- GOAL -
Write out the text of every item below word for word, leaving out the pictures.

▶

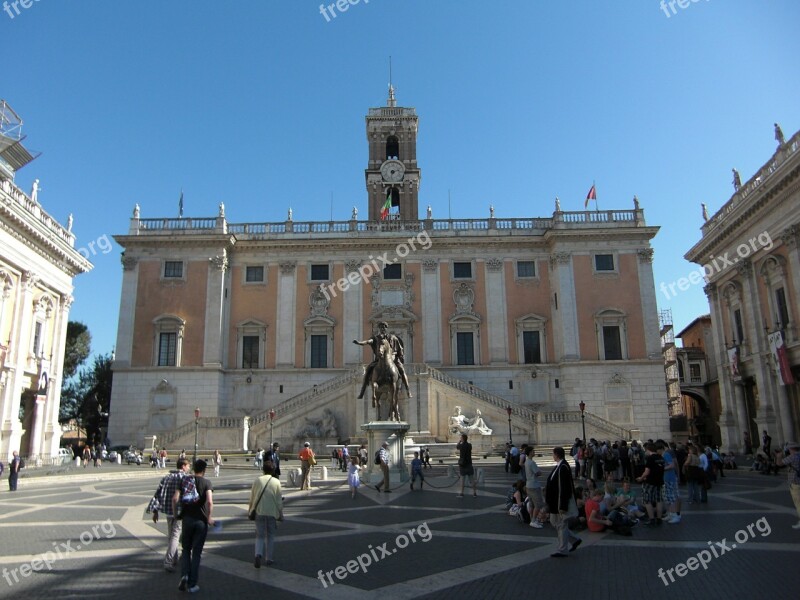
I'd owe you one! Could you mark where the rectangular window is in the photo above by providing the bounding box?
[453,262,472,278]
[311,265,329,281]
[244,267,264,283]
[31,321,42,356]
[594,254,614,271]
[158,332,178,367]
[383,264,403,279]
[311,335,328,369]
[456,332,475,365]
[603,325,622,360]
[517,260,536,277]
[242,335,258,369]
[775,288,789,329]
[164,260,183,279]
[522,331,542,365]
[733,308,744,344]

◀

- WRITTEN ANSWER -
I'd owe you one! Could you mark where the rectangular window is in the photo above by providing the bounding box?
[453,262,472,278]
[311,265,329,281]
[244,267,264,283]
[31,321,42,356]
[594,254,614,271]
[158,332,178,367]
[383,264,403,279]
[311,335,328,369]
[456,332,475,365]
[603,325,622,360]
[517,260,536,277]
[242,335,258,369]
[775,288,789,329]
[164,260,183,279]
[522,331,542,365]
[733,308,744,344]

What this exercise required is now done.